==== Document text
Try this: Butternut Squash Black Bean Chili from a Top Chef
Today, Thursday, is National Chili Day — a perfect reason to cook (or order, we won’t judge) one of our favorite cold-weather staples. But a big pot of chili doesn’t have to include meat — check out “Top Chef” fan favorite Fabio Viviani (www.fabioviviani.com).
Butternut Squash Black Bean Chili
Butternut squash and black beans are spiced with both ancho and chipotle chili powders in this hearty winter warmer. This squash spin on an American classic proves the adage “if you think chili needs meat, you don’t know beans!”
========
==== Dataset excerpts
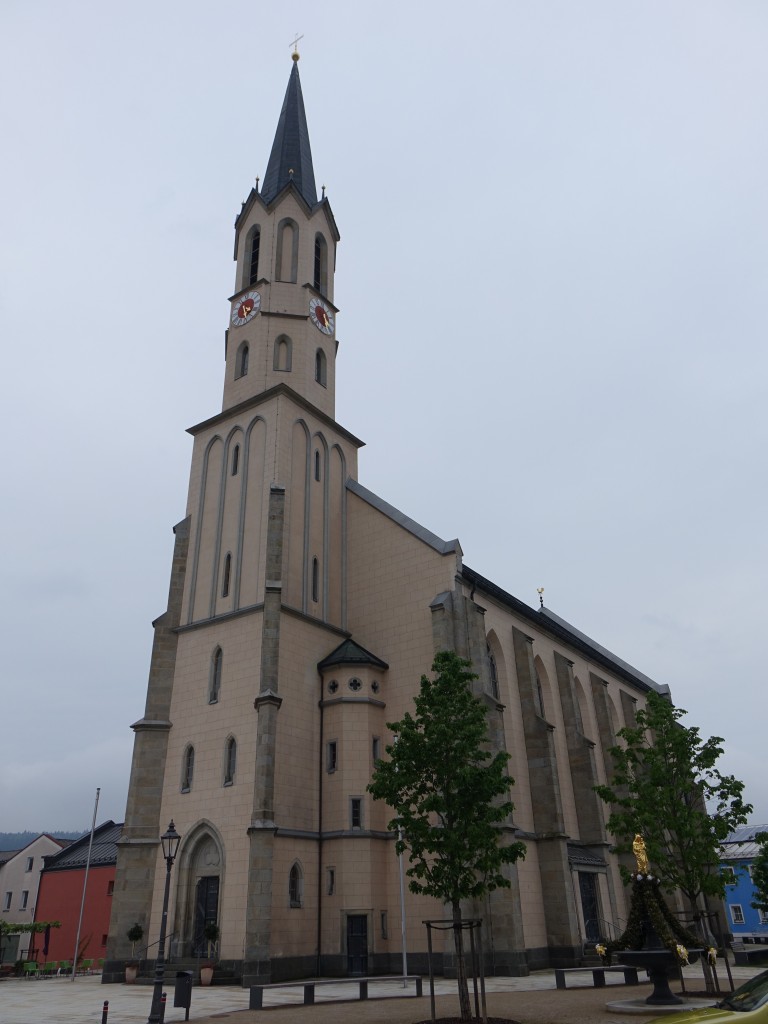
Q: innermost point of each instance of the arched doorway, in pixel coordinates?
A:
(201, 879)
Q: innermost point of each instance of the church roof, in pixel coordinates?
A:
(104, 849)
(350, 652)
(291, 159)
(559, 628)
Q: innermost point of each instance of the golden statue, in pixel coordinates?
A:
(638, 848)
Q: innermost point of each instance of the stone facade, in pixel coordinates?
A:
(302, 611)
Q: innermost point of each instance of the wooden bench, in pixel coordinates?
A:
(598, 975)
(744, 951)
(257, 991)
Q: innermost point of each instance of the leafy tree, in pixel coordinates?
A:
(665, 778)
(760, 873)
(451, 797)
(8, 928)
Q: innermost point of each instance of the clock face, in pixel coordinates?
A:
(245, 308)
(322, 315)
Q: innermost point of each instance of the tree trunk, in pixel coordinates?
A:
(461, 965)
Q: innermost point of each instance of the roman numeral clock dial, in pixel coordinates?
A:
(322, 315)
(245, 308)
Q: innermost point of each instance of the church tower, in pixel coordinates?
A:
(258, 595)
(302, 611)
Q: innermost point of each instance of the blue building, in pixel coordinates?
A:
(738, 853)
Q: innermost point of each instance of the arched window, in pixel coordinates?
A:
(230, 761)
(241, 363)
(283, 353)
(295, 886)
(287, 257)
(321, 264)
(494, 674)
(321, 368)
(187, 769)
(253, 255)
(214, 688)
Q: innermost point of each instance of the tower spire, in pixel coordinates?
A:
(291, 159)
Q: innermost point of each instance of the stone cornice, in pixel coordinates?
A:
(280, 390)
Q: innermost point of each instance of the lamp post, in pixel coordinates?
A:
(170, 842)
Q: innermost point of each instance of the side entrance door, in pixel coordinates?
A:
(206, 911)
(590, 906)
(357, 943)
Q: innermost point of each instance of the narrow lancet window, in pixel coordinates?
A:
(321, 368)
(295, 887)
(253, 272)
(216, 667)
(227, 576)
(230, 761)
(241, 364)
(321, 264)
(187, 769)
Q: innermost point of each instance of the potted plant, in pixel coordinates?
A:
(134, 934)
(211, 935)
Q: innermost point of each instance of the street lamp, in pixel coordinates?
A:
(170, 842)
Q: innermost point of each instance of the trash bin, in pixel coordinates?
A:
(182, 991)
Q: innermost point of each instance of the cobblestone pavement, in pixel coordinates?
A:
(60, 1000)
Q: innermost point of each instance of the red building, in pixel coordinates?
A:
(60, 895)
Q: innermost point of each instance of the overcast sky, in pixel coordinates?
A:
(552, 283)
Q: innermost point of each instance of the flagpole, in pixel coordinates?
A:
(85, 883)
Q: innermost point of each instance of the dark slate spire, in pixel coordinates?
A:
(291, 147)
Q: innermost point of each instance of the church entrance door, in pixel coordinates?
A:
(590, 905)
(206, 911)
(357, 943)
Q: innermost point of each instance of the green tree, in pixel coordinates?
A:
(451, 797)
(760, 873)
(667, 787)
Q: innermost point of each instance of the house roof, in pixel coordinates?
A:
(7, 855)
(104, 849)
(740, 843)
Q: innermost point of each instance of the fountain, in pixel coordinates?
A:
(654, 939)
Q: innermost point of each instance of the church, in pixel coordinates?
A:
(302, 611)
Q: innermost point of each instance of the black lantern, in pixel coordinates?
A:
(169, 843)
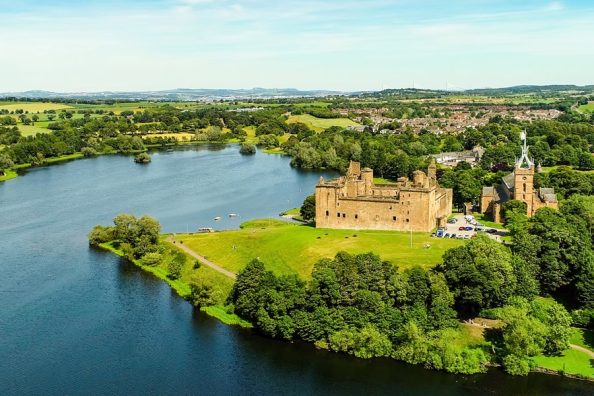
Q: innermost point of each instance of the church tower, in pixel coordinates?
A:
(524, 177)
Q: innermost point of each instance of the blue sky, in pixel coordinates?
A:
(97, 45)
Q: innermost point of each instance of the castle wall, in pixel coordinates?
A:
(354, 202)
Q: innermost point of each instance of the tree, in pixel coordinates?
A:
(247, 149)
(100, 234)
(5, 162)
(308, 209)
(480, 274)
(201, 294)
(142, 158)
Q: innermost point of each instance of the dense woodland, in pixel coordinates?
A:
(363, 306)
(534, 287)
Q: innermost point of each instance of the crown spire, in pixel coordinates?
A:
(524, 162)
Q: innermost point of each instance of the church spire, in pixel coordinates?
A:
(524, 162)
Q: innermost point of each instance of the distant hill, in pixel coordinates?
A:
(181, 94)
(207, 95)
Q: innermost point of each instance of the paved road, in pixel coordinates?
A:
(461, 221)
(202, 259)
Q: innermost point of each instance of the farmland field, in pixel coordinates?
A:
(589, 108)
(33, 107)
(320, 124)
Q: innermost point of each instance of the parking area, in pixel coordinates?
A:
(466, 227)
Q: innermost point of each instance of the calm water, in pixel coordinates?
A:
(74, 320)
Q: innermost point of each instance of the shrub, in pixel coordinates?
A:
(151, 259)
(88, 152)
(100, 234)
(247, 149)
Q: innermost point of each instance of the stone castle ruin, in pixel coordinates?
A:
(354, 201)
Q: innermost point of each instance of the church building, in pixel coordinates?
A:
(518, 185)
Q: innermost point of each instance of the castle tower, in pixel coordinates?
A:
(432, 173)
(524, 177)
(367, 177)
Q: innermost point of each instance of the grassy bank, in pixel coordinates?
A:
(8, 174)
(320, 124)
(289, 248)
(221, 284)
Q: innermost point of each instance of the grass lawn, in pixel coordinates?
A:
(294, 211)
(30, 130)
(8, 174)
(33, 107)
(484, 219)
(320, 124)
(288, 248)
(572, 362)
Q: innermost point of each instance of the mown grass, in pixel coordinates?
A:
(288, 248)
(8, 175)
(320, 124)
(571, 362)
(485, 220)
(294, 211)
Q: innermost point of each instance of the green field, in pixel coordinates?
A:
(30, 130)
(589, 108)
(320, 124)
(33, 107)
(287, 248)
(571, 362)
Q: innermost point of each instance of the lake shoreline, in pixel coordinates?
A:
(220, 313)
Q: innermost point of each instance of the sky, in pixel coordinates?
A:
(346, 45)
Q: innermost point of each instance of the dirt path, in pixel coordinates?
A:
(202, 259)
(582, 349)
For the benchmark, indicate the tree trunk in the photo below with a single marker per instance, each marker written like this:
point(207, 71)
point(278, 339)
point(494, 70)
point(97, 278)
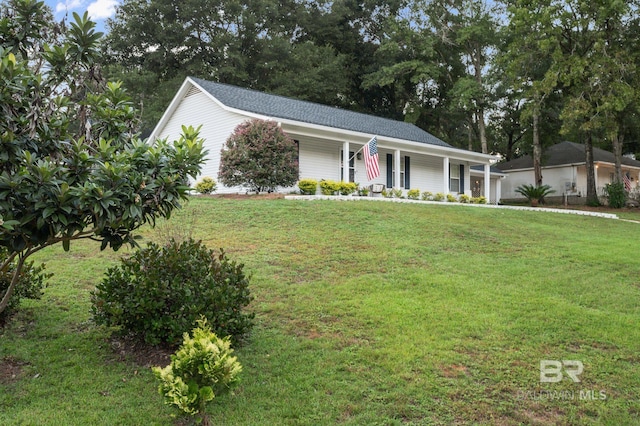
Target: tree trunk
point(482, 131)
point(617, 153)
point(537, 150)
point(12, 286)
point(592, 190)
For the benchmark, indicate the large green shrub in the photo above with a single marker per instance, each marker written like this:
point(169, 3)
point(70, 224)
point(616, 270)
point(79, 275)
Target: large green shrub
point(260, 156)
point(413, 194)
point(30, 283)
point(616, 194)
point(201, 369)
point(535, 194)
point(206, 185)
point(158, 293)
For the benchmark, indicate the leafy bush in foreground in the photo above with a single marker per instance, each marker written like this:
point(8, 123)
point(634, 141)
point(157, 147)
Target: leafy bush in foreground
point(30, 283)
point(308, 186)
point(158, 293)
point(201, 369)
point(616, 194)
point(206, 185)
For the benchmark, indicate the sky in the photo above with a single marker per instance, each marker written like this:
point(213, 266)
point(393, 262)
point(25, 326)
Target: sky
point(99, 10)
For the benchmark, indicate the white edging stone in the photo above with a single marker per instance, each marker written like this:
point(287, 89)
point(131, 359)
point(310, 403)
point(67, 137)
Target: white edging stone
point(443, 203)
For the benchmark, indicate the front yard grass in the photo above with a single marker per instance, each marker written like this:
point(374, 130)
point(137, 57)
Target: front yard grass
point(367, 313)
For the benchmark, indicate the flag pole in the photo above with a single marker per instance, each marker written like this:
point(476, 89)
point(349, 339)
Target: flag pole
point(356, 153)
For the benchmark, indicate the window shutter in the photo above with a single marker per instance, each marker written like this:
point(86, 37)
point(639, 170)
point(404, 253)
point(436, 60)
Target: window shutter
point(389, 170)
point(407, 174)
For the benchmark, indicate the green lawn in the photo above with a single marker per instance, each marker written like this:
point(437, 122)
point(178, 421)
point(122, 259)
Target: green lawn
point(367, 313)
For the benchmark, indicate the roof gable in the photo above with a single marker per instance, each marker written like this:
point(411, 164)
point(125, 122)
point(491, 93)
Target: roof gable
point(565, 153)
point(280, 107)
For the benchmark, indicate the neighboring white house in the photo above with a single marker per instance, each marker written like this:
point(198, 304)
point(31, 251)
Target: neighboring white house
point(327, 137)
point(564, 169)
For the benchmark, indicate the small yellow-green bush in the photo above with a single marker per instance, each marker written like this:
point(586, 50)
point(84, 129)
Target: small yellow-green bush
point(200, 370)
point(206, 185)
point(308, 186)
point(347, 188)
point(413, 194)
point(329, 187)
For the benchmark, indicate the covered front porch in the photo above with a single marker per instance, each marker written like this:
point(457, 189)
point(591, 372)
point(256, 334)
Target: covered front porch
point(403, 164)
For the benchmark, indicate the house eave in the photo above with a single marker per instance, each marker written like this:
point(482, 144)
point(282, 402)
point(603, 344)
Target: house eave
point(326, 132)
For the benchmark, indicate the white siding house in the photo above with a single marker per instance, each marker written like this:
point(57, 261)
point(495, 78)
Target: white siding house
point(410, 158)
point(564, 169)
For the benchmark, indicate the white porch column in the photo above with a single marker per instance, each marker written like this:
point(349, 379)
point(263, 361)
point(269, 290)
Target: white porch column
point(396, 163)
point(445, 174)
point(487, 183)
point(345, 161)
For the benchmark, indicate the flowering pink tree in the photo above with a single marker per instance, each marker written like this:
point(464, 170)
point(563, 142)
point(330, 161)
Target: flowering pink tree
point(259, 155)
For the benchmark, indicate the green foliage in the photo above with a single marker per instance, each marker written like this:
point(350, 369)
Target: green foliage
point(158, 293)
point(30, 284)
point(616, 194)
point(479, 200)
point(535, 194)
point(347, 188)
point(70, 164)
point(206, 185)
point(413, 194)
point(396, 193)
point(329, 187)
point(308, 186)
point(259, 155)
point(201, 369)
point(363, 191)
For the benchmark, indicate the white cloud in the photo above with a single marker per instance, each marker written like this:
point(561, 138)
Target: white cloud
point(68, 5)
point(102, 9)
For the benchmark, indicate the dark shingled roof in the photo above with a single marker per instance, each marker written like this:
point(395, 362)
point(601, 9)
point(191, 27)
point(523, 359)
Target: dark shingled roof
point(480, 168)
point(565, 153)
point(275, 106)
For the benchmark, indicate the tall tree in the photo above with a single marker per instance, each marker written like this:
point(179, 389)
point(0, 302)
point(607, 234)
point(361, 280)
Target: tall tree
point(592, 68)
point(310, 50)
point(71, 165)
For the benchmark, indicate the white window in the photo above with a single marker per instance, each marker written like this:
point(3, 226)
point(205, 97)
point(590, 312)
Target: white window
point(454, 178)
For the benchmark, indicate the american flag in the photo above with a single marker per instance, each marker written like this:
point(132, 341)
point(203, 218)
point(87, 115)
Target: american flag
point(627, 182)
point(371, 158)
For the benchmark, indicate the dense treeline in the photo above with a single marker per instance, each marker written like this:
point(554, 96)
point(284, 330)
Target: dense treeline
point(505, 76)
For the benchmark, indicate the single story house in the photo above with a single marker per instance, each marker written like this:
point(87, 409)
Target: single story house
point(564, 169)
point(327, 138)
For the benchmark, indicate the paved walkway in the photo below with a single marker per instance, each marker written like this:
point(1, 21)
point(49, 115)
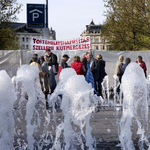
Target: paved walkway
point(105, 126)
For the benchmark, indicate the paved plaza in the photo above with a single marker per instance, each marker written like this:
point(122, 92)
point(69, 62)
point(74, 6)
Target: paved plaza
point(105, 124)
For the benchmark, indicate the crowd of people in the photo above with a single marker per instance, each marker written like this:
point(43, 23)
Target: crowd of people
point(92, 68)
point(120, 66)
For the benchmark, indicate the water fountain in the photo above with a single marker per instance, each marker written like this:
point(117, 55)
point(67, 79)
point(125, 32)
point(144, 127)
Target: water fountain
point(7, 99)
point(78, 103)
point(135, 107)
point(36, 127)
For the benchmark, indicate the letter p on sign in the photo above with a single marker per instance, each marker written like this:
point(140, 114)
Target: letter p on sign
point(34, 16)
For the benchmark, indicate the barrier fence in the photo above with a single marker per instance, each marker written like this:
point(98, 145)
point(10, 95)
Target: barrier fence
point(11, 60)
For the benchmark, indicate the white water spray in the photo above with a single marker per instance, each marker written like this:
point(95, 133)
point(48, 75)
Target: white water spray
point(7, 99)
point(78, 103)
point(135, 106)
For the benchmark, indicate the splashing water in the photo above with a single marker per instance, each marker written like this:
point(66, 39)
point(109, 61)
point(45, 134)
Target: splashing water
point(29, 86)
point(135, 106)
point(78, 103)
point(7, 99)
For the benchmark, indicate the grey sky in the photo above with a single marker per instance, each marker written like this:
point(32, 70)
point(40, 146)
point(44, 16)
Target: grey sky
point(69, 17)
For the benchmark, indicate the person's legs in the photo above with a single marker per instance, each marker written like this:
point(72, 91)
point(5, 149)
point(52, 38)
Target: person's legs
point(99, 91)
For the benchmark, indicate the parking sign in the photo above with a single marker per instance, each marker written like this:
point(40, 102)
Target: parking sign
point(35, 15)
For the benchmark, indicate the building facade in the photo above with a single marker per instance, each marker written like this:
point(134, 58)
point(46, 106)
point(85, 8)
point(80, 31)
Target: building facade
point(25, 34)
point(97, 41)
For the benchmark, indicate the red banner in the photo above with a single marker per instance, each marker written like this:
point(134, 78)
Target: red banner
point(82, 43)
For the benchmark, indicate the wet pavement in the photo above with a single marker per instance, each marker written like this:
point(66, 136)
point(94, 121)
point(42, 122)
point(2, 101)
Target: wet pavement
point(106, 128)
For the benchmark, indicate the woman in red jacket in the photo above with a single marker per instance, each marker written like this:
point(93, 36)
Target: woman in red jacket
point(142, 64)
point(78, 66)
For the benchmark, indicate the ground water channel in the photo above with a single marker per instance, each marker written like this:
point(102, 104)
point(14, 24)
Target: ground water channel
point(80, 121)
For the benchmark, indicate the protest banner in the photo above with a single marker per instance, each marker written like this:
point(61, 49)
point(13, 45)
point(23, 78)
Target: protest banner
point(82, 43)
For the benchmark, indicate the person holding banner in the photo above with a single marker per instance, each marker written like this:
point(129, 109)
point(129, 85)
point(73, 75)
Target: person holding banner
point(64, 61)
point(93, 68)
point(78, 66)
point(52, 61)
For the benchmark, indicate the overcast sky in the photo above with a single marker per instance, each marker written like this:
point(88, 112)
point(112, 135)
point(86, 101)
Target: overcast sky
point(69, 17)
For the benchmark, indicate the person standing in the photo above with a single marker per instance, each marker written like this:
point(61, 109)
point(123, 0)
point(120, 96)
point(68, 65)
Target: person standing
point(118, 69)
point(127, 61)
point(101, 72)
point(52, 61)
point(92, 63)
point(142, 64)
point(78, 66)
point(84, 61)
point(64, 61)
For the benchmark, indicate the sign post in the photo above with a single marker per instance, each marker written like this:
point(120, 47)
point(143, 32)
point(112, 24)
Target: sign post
point(35, 15)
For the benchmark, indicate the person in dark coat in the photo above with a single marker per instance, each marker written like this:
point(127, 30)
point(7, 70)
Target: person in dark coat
point(127, 61)
point(101, 72)
point(93, 68)
point(84, 61)
point(34, 55)
point(52, 61)
point(78, 66)
point(142, 64)
point(64, 61)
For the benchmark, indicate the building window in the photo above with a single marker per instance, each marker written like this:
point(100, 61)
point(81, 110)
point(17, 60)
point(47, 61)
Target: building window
point(23, 39)
point(27, 39)
point(96, 47)
point(103, 47)
point(103, 40)
point(96, 40)
point(27, 47)
point(23, 47)
point(91, 40)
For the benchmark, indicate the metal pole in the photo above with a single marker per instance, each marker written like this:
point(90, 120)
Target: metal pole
point(46, 13)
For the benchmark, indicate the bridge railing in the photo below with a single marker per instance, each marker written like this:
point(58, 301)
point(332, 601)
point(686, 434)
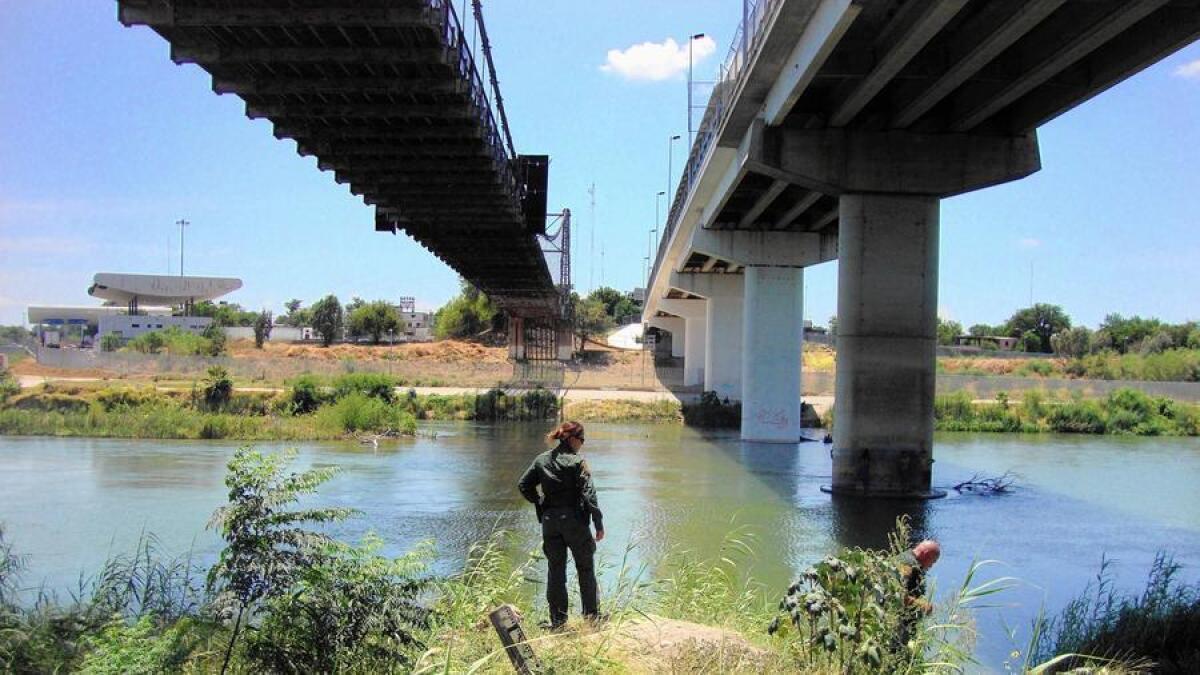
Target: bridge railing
========
## Written exercise
According to the butternut squash chili text, which two chili powders season the squash and black beans?

## Reply
Ancho and chipotle chili powders.